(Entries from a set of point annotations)
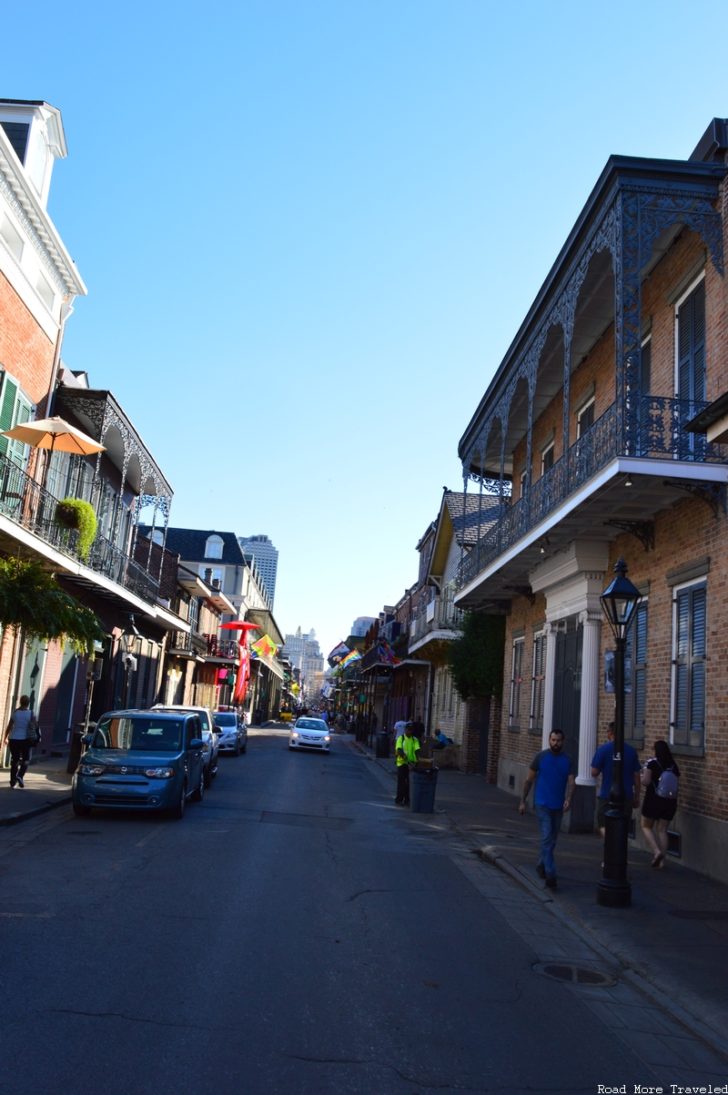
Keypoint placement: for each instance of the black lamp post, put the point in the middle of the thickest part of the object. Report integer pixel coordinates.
(620, 604)
(130, 641)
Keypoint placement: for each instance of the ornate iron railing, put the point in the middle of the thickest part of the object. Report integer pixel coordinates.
(31, 506)
(439, 614)
(660, 436)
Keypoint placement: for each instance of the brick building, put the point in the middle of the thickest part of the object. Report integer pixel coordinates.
(581, 438)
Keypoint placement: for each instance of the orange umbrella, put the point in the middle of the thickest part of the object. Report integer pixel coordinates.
(54, 434)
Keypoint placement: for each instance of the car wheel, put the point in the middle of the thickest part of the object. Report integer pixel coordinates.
(198, 793)
(178, 810)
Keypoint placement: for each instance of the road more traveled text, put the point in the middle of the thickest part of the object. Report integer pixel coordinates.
(667, 1090)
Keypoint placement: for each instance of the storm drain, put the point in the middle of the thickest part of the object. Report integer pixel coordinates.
(575, 975)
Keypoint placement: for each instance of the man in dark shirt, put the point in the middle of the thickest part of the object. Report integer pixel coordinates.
(553, 773)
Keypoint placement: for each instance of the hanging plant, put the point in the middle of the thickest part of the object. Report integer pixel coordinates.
(33, 601)
(77, 514)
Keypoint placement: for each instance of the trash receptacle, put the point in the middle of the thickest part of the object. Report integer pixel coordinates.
(77, 745)
(422, 790)
(382, 744)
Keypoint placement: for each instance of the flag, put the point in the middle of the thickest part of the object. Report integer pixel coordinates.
(338, 653)
(265, 647)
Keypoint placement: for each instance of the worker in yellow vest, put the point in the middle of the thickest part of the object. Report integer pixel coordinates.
(406, 748)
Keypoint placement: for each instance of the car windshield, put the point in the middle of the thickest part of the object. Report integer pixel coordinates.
(311, 724)
(139, 735)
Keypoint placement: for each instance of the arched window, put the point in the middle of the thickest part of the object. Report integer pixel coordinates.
(214, 546)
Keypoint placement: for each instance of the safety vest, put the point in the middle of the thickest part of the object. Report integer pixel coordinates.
(409, 747)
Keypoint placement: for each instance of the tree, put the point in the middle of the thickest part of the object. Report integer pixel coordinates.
(476, 658)
(31, 599)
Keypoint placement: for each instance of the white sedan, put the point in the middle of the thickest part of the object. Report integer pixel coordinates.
(309, 734)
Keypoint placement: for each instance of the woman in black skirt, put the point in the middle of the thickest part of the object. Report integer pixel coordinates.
(656, 811)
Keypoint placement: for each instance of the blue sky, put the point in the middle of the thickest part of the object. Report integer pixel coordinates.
(310, 231)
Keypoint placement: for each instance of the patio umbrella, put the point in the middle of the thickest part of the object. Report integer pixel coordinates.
(56, 435)
(244, 667)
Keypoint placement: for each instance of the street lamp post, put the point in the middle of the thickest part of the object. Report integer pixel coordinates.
(620, 604)
(130, 642)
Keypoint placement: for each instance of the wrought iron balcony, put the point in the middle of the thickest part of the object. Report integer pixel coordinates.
(656, 433)
(438, 614)
(33, 508)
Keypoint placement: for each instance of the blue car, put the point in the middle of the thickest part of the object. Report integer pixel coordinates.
(142, 760)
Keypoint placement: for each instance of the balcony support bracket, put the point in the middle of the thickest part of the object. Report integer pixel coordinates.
(643, 530)
(712, 494)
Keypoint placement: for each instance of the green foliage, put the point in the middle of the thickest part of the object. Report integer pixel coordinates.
(476, 659)
(77, 514)
(32, 599)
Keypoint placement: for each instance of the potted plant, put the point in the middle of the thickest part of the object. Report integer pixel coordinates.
(79, 515)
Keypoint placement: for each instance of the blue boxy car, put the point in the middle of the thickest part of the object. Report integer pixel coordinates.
(145, 760)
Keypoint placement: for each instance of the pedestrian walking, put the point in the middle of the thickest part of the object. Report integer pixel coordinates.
(659, 779)
(406, 748)
(552, 771)
(601, 764)
(21, 735)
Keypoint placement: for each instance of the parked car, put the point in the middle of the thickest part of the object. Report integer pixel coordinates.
(209, 735)
(232, 732)
(308, 733)
(143, 760)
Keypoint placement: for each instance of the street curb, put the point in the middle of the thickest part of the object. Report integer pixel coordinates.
(640, 980)
(16, 818)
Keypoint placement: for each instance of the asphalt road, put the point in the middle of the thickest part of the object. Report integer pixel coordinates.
(292, 933)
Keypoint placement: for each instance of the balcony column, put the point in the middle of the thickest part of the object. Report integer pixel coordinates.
(550, 670)
(582, 808)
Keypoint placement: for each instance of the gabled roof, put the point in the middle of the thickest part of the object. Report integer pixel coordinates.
(463, 517)
(191, 543)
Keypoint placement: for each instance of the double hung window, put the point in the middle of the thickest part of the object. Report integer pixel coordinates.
(689, 648)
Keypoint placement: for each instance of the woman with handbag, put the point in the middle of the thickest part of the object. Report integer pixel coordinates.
(21, 735)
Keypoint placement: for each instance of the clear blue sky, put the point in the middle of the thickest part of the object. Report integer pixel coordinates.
(310, 231)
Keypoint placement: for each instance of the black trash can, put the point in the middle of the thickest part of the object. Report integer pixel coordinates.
(382, 744)
(423, 784)
(77, 746)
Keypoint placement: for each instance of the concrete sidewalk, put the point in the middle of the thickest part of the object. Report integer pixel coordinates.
(47, 785)
(671, 943)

§ **CHALLENGE**
Render the items above as a Markdown table with the columns Row and Line, giving each line its own numbered row. Skip blank lines and leave the pictures out.

§ **CORRECT OUTPUT**
| Row | Line |
|---|---|
| 1 | Keypoint placement: for each instance of the black lamp post, put the point in the middle of the thickest part of the object. Report integer pixel coordinates. |
| 2 | (620, 604) |
| 3 | (130, 641) |
| 4 | Keypoint placement: for each instance of the ornate iron railing, put the point in the middle of the thickest part of the object. Report integer pixel coordinates. |
| 5 | (31, 506) |
| 6 | (439, 614) |
| 7 | (660, 436) |
| 8 | Keypoint placement: for each instance of the brick building, put the point in the middle of the thickest part of the object. Report integer pixel coordinates. |
| 9 | (581, 438) |
| 10 | Keypoint placement: for each instance of the orange umbrella, put the point in the middle of the thickest part of the object. Report integer pixel coordinates. |
| 11 | (54, 434) |
| 12 | Keypoint placement: for each instance of the car wheel, put the point in the middle of the thickest part of the object. Report integer pixel coordinates. |
| 13 | (198, 793) |
| 14 | (178, 810) |
| 15 | Keypoint placement: for each instance of the road more traveled text, put the point in the middle of the thickest part of the object. Report integer pixel coordinates. |
| 16 | (667, 1090) |
| 17 | Keypoint placement: for each instance of the storm drain, put the point in the middle of the thickest part of the object. Report integer pixel coordinates. |
| 18 | (575, 975) |
| 19 | Keypoint placement: for each instance of the man in dark shirt, put the point in the middle of the thickest part of the object. Report integer pixel coordinates. |
| 20 | (553, 773) |
| 21 | Keypoint placement: for each instance of the hanging plant, put the point in the middle of the thickest part of the object. Report integer pixel coordinates. |
| 22 | (33, 601) |
| 23 | (77, 514) |
| 24 | Keypoint placement: for each instance of the trash receptacle, put the point in the middle of the thickest part of the object. Report integer pixel coordinates. |
| 25 | (77, 745) |
| 26 | (422, 790) |
| 27 | (382, 744) |
| 28 | Keypoint placement: for each instance of the flag, put the point in the middle of the thickest part of the object. Report integer pixel coordinates. |
| 29 | (338, 653) |
| 30 | (265, 647) |
| 31 | Keypoint placement: for each instance of the worker in yellow vest, put the point in the middle of the thickest part of the object. Report integer pixel coordinates. |
| 32 | (406, 748) |
| 33 | Keypoint placement: for each instance of the car windshield, put the point in the middle of the thickest part of the object. Report integer pixel coordinates. |
| 34 | (311, 724) |
| 35 | (139, 735) |
| 36 | Keypoint placement: for each instance of the arched window, put the point in the middle of the thickest part of the object. Report integer pixel coordinates. |
| 37 | (214, 546) |
| 38 | Keypoint placement: for each instance of the safety vest, put the point in the middle of the thickest part of the object. Report integer pixel coordinates. |
| 39 | (409, 747) |
| 40 | Keypoint placement: for each instance of the tree, put the point in the middle of the thickest part of the object. Report integer pixel coordinates. |
| 41 | (476, 658) |
| 42 | (31, 599) |
| 43 | Keypoint placement: for each instance of the white sedan, put the point in the middle of the thickest part of the object. Report integer pixel coordinates. |
| 44 | (309, 734) |
| 45 | Keypoint placement: for each instance of the woman in black skirt, put the point in the middle of the thickest part of the object. Report integer pixel coordinates. |
| 46 | (656, 811) |
| 47 | Keypoint placement: for each instance of the blue sky, put the point in the middle of the thickest part of the object. Report integer pixel coordinates. |
| 48 | (310, 231) |
| 49 | Keypoint placement: for each instance of the patio umbrella, put the point in the middle of the thickest part of the object. Report integer pixel coordinates. |
| 50 | (56, 435) |
| 51 | (244, 667) |
| 52 | Keypoint placement: for each instance of the street lamp post, put the point in the middle of the thickest part of the object. Report integer pixel coordinates. |
| 53 | (620, 604) |
| 54 | (130, 642) |
| 55 | Keypoint placement: for each instance of the wrought iron balcony, put the point in the middle of the thickest part of the object. Report integer pixel coordinates. |
| 56 | (656, 433) |
| 57 | (438, 614) |
| 58 | (33, 508) |
| 59 | Keypoint placement: for each instance of the blue car, put the point in the middle of the thickest part of the object. Report integer pixel coordinates. |
| 60 | (142, 760) |
| 61 | Keypoint placement: for each instance of the balcony support bracket, put the point in the middle of the thickest part of the object. Report integer pixel coordinates. |
| 62 | (643, 530) |
| 63 | (712, 494) |
| 64 | Keypoint placement: for each instance of the green foliage, put the point in the middle of the thickest part of the object. Report integer pixel coordinates. |
| 65 | (476, 659) |
| 66 | (77, 514) |
| 67 | (32, 599) |
| 68 | Keypoint placement: for each instance of the potted plant, put the point in the middle of the thickest part of the object. Report integer pixel coordinates. |
| 69 | (79, 515) |
| 70 | Keypoint placement: for each instance of the blue boxy car, put the point in the middle of the thickest part of the object. Report integer pixel coordinates. |
| 71 | (145, 760) |
| 72 | Keypoint placement: for each instance of the pedestrian walking, put the point in the middle of the thickest part of the object. Report integer pixel coordinates. |
| 73 | (659, 779) |
| 74 | (406, 748) |
| 75 | (552, 771) |
| 76 | (601, 764) |
| 77 | (21, 735) |
| 78 | Keypoint placement: for each instance of the parked car, put the point in the middle of the thickest part of the object. Report integer pixel coordinates. |
| 79 | (209, 735) |
| 80 | (232, 732) |
| 81 | (308, 733) |
| 82 | (143, 760) |
| 83 | Keypoint placement: for each instance of the street curb, put the point in the middle of the thickest part of the object. Report integer pixel coordinates. |
| 84 | (640, 980) |
| 85 | (16, 818) |
| 86 | Keypoint placement: for each instance of the asphalt road, put the point in the middle of the thickest part of the object. Report integer pixel coordinates. |
| 87 | (292, 933) |
| 88 | Keypoint placement: for each instance of the balcony column, put the point in the middle of the thickest part of the object. Report integer pixel coordinates. |
| 89 | (550, 670) |
| 90 | (582, 808) |
| 91 | Keypoint placement: for each instance of the gabled roof, put the point in the middle of the thickest part of the object. Report integer pixel coordinates. |
| 92 | (463, 517) |
| 93 | (191, 543) |
| 94 | Keypoint placement: for each instance of the double hung window, put the point in the middle of the thickest part of the object. Report integer pixel coordinates. |
| 95 | (689, 648) |
| 96 | Keypoint placement: for each instance of the woman with handbag, put the point in the middle of the thickest part of the object. Report integer pixel coordinates. |
| 97 | (21, 735) |
| 98 | Keypoint placement: for each instance of the clear blue sky, put the point in the middle of the thickest part of the object. Report integer pixel coordinates. |
| 99 | (310, 231) |
| 100 | Keypoint placement: for each instance of the black trash can, put the point in the middle of the thickest part of the object. Report integer pixel coordinates. |
| 101 | (382, 744) |
| 102 | (423, 784) |
| 103 | (77, 746) |
| 104 | Keypoint placement: for each instance of the concrete sidewalk, put the point in the middle of the thickest part of the object. Report integer pixel coordinates. |
| 105 | (47, 785) |
| 106 | (671, 943) |